* Text segment
━━━━━━

Notwithstanding the provisions of Section 1542 of the Civil Code of the State of California, Employee hereby irrevocably and unconditionally releases and forever discharges the Company and each and all of its employees, supervisors, agents,
representatives, each of its governing board members, and their successors and assigns and all persons acting by, through, under, or in concert with any of them from any and all charges, complaints, claims, and liabilities of any kind or nature
whatsoever, known or unknown, suspected or unsuspected (hereinafter referred to as “claim” or “claims”) which Employee at any time heretofore had or claimed to have or which Employee may have or claim to have regarding events
that have occurred as of the date of this Agreement, including, without limitation, any and all claims related or in any manner incidental to Employee’s employment with the Company or the separation therefrom. It is expressly understood by
Employee that the various rights and claims being waived in this release include, but are not limited to, any and all legally waivable claims arising under Title VII of the Civil Rights Act of 1964, the Rehabilitation Act of 1973, the Civil Rights
Act of 1866, the Civil Rights Act of 1991, the Age Discrimination in Employment Act, the Older Workers Benefit Protection Act, the Americans With Disabilities Act, the Vietnam Era Veterans’ Readjustment Assistance Act of 1974; claims based on
conduct in alleged violation of the Employee Retirement Income Security Act and/or its state counterparts; the California Fair Employment and Housing Act (Cal. Gov’t Code § 12900, et seq.); or any other claims based on any
alleged breach of contract (other than the breach of this Agreement), breach of duty arising in contract or tort, any alleged discrimination or other 

 
unlawful discriminatory or tortious act, or claims based on any other theory under the common law of the United States or any state, or any successor or
replacement statutes. Notwithstanding the foregoing waiver language, this Agreement shall not be construed to waive any claims which cannot be released by private agreement. Nothing herein shall preclude any claim Employee may file that may not be
waived as a matter of law, including but not limited to claims alleging that the waiver of claims under the Age Discrimination in Employment Act of 1967 (“ADEA”) was not knowing or voluntary, any claims for indemnity under California Labor
Code section 2802, and claims for unemployment insurance or brought under California’s Workers’ Compensation Act.

━━━━━━

* Written problem 1
Answer these from the release clause:
(a) Which section of the Civil Code of the State of California is named at the start?
(b) What term is used to refer to the charges, complaints, claims, and liabilities being released?
(c) Which section of the California Labor Code is cited for claims for indemnity?
* Written problem 2
Please quote the release clause word for word, beginning at the words "unlawful discriminatory or" and stopping after "Workers’ Compensation Act.".
The lines have nothing to do with the release clause.

(A run of lines)
━━━━━━

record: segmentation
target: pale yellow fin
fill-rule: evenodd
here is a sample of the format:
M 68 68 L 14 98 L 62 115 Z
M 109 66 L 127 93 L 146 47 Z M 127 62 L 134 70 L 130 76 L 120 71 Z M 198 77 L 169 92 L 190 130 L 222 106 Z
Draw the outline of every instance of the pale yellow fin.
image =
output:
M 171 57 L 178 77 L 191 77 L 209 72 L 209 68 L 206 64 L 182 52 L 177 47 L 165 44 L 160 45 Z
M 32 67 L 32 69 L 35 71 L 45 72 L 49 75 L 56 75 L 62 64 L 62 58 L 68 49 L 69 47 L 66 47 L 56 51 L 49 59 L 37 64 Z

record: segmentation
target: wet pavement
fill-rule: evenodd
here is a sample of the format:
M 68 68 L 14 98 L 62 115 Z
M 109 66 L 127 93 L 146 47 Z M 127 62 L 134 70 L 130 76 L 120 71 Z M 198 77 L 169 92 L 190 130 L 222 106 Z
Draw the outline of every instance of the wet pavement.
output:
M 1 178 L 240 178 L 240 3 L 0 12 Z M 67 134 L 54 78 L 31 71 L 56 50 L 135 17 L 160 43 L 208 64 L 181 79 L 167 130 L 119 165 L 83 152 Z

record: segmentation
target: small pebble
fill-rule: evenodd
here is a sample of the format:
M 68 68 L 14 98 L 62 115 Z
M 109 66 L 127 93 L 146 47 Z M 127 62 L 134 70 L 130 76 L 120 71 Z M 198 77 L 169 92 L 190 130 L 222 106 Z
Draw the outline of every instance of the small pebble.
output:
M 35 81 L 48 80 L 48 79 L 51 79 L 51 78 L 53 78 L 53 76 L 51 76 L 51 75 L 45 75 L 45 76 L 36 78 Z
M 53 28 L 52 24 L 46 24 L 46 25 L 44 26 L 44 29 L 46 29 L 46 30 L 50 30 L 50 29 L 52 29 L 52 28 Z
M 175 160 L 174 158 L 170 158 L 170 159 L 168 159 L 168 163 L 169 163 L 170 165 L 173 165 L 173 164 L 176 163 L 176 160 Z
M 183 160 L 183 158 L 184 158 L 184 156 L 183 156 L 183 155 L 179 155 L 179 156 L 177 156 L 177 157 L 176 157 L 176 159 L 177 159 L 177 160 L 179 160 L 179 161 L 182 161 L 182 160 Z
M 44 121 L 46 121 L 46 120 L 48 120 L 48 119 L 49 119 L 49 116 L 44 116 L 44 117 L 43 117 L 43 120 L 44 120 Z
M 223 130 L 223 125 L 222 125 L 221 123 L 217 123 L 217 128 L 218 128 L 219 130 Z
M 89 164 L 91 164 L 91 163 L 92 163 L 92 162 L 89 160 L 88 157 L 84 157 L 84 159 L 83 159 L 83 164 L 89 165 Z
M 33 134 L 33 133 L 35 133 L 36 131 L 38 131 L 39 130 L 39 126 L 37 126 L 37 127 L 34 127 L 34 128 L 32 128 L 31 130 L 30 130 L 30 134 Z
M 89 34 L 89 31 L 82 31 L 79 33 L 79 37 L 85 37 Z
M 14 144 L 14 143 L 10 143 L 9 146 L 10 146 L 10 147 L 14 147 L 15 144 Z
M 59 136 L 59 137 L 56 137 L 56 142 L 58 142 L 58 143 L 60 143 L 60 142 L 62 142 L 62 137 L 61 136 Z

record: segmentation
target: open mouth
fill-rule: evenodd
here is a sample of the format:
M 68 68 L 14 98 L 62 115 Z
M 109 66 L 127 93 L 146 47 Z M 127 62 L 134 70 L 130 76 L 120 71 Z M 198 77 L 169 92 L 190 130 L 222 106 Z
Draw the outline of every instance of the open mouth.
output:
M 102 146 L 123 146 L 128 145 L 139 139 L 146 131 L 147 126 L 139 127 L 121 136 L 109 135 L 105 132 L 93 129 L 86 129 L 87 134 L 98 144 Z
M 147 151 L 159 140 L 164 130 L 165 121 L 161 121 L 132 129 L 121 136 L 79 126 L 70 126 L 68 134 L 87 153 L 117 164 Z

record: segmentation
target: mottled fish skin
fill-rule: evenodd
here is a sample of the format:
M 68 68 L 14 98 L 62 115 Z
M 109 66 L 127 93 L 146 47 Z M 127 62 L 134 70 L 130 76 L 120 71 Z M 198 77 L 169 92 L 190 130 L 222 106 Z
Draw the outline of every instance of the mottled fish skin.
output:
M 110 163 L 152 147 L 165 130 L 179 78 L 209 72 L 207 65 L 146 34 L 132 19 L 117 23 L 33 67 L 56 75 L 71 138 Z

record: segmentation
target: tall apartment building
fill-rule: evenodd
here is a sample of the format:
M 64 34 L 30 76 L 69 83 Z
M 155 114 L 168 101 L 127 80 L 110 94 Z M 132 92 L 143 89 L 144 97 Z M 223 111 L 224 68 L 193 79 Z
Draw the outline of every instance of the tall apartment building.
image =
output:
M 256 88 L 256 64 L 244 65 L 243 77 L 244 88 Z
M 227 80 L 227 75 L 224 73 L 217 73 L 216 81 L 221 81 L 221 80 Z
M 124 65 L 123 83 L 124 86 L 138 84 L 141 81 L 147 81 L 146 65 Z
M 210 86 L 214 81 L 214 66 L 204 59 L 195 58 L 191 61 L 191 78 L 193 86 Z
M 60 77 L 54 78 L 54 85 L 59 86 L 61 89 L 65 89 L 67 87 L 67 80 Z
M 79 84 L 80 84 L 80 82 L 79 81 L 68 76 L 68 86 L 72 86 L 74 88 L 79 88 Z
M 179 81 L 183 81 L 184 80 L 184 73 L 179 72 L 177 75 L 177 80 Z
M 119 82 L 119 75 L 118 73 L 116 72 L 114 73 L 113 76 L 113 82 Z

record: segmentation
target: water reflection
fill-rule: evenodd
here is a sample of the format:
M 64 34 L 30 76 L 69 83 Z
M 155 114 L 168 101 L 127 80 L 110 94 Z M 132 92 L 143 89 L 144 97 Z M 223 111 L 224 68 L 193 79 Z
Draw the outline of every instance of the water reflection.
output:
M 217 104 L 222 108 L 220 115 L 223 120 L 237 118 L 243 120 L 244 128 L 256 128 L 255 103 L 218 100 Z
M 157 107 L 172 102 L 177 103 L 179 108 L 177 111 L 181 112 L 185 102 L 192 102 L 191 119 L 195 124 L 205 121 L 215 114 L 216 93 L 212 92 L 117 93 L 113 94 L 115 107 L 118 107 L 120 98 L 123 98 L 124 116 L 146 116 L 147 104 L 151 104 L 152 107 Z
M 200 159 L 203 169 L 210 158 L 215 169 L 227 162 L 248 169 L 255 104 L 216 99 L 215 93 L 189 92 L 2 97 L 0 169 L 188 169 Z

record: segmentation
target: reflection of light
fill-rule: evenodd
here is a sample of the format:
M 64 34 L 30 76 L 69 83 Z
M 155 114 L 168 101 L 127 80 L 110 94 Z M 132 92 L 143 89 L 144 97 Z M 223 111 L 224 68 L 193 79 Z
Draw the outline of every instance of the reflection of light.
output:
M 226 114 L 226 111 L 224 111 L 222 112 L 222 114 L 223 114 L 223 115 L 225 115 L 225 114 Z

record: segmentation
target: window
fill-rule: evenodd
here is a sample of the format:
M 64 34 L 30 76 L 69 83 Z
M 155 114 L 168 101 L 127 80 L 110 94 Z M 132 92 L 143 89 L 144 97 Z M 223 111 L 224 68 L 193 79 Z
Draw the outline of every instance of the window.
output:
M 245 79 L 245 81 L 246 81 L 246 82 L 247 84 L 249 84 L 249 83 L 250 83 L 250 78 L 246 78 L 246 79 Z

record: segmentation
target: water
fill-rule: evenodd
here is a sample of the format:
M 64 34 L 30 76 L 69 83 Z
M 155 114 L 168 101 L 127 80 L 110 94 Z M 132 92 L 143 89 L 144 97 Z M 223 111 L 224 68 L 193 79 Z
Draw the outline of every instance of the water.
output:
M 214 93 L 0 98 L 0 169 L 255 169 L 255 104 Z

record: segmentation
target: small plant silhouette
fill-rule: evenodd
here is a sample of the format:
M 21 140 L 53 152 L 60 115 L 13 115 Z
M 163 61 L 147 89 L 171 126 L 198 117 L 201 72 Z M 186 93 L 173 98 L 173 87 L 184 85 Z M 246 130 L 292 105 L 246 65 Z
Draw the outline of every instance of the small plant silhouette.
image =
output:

━━━━━━

* Right answer 1
(a) Section 1542
(b) "claim" or "claims"
(c) Section 2802

* Right answer 2
unlawful discriminatory or tortious act, or claims based on any other theory under the common law of the United States or any state, or any successor or
replacement statutes. Notwithstanding the foregoing waiver language, this Agreement shall not be construed to waive any claims which cannot be released by private agreement. Nothing herein shall preclude any claim Employee may file that may not be
waived as a matter of law, including but not limited to claims alleging that the waiver of claims under the Age Discrimination in Employment Act of 1967 (“ADEA”) was not knowing or voluntary, any claims for indemnity under California Labor
Code section 2802, and claims for unemployment insurance or brought under California’s Workers’ Compensation Act.